(Point labeling examples)
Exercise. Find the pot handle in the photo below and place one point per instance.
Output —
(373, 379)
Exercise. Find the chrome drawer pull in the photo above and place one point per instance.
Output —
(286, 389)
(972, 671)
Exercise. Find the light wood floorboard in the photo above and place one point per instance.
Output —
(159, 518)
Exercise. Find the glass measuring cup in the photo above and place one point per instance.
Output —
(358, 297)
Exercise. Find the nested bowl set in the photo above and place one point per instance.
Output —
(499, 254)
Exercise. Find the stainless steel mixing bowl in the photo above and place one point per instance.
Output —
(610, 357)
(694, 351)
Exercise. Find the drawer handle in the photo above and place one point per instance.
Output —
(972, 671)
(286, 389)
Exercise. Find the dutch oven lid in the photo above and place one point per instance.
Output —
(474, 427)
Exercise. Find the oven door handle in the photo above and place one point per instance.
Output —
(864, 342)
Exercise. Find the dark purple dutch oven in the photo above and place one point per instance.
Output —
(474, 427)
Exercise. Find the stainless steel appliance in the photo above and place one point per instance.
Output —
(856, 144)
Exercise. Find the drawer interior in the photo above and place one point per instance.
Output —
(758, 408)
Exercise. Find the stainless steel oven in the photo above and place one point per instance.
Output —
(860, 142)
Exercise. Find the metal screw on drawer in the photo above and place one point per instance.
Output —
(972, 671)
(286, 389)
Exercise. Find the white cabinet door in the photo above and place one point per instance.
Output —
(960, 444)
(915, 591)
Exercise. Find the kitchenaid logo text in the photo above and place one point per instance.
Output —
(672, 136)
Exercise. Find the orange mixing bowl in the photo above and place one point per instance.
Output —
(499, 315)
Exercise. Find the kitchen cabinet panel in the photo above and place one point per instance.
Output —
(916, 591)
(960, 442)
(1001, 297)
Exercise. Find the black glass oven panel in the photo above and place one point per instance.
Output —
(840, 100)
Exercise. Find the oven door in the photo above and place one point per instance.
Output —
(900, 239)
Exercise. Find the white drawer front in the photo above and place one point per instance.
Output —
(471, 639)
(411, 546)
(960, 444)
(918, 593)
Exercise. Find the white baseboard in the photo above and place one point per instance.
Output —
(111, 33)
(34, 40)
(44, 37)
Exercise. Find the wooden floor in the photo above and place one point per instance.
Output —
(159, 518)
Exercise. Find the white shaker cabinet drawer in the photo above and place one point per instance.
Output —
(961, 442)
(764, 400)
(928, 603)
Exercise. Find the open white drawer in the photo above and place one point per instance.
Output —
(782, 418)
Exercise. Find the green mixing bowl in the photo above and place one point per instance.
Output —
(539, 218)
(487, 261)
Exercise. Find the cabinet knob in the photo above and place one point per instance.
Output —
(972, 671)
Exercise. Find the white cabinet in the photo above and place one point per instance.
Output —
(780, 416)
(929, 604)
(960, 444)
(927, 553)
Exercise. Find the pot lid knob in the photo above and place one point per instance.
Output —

• _Written problem_: Swap every "Exercise" in all of the data above for "Task" and reproduce the lines with nothing else changed.

• _Answer to this problem_:
Task. Find the pot handle in the photo below and place one point per instance.
Output —
(373, 379)
Task. Find the chrome drawer pull in the photo above and place one point per instance.
Output —
(286, 389)
(972, 671)
Task. Find the light wood floorboard in the photo above and place one point per instance.
Output —
(159, 518)
Task. Find the glass measuring cup in the photo above and place one point per instance.
Output —
(358, 297)
Task. Find the nested bowl set in the photo above and place one point per instance.
Output —
(499, 254)
Task. Find the stainless steel mixing bowl in the photo above and place one point per instance.
Output —
(610, 357)
(694, 351)
Task. Find the drawer handle in the photo above and place one point per instance.
Output —
(972, 671)
(286, 389)
Task. Find the dutch oven lid in the photo above and place one point per instance.
Output —
(474, 427)
Task. Find the oven door handle in the photo above and place one point per instance.
Output —
(864, 342)
Task. Find the dark purple dutch oven in the photo above and place one point per instance.
Output —
(474, 427)
Task. Find the stainless steel appliance in the photo above and place one point per instance.
Output —
(856, 144)
Task. Find the drawer interior in the photo above and place one point per instance.
Output —
(758, 408)
Task. Find the stainless steel oven in the photo above and place one point per instance.
Output —
(860, 142)
Task. Find the metal screw on drawer in the photo above and place one point per instance.
Output —
(972, 671)
(286, 389)
Task. Find the white cabinet door in the photo above and place one point per instance.
Output —
(960, 444)
(915, 591)
Task. Find the kitchenaid logo text in the photo above and place one point per instance.
Output —
(672, 136)
Task. Find the orange mixing bowl in the photo above and place one point per instance.
Output —
(499, 315)
Task. Find the kitchen cabinet panel in the photo above and place one point per instance.
Output —
(916, 591)
(960, 442)
(1001, 297)
Task. Find the black glass oven panel in the photo above and place one point per instance.
Output —
(840, 100)
Task. Find the oven door in the photo above and place one point per instance.
Output —
(900, 239)
Task. Find the white drawer front in the photo above and place one point per instance.
Output —
(471, 639)
(411, 546)
(960, 444)
(918, 593)
Task. Find the white baseboard in the photo above and place one point per instance.
Output —
(111, 33)
(34, 40)
(44, 37)
Task. Find the wooden floor in the photo above and place one point per instance.
Output —
(159, 518)
Task. Find the white shaker cabinet drawer in the photo above and place one point per instance.
Output —
(961, 442)
(764, 400)
(928, 603)
Task. Find the open white drawer in the photo above and place one point per instance.
Output —
(782, 418)
Task. Find the green mixing bowl in the photo above and place one point per instance.
Output —
(539, 218)
(487, 261)
Task. Find the cabinet knob in the photo above and place one point per instance.
Output —
(972, 671)
Task. Find the white cabinet in the photo above and place one point per instance.
Output —
(780, 416)
(929, 604)
(960, 444)
(927, 553)
Task. Find the pot lid knob in the photo above and place one point per instance.
Output —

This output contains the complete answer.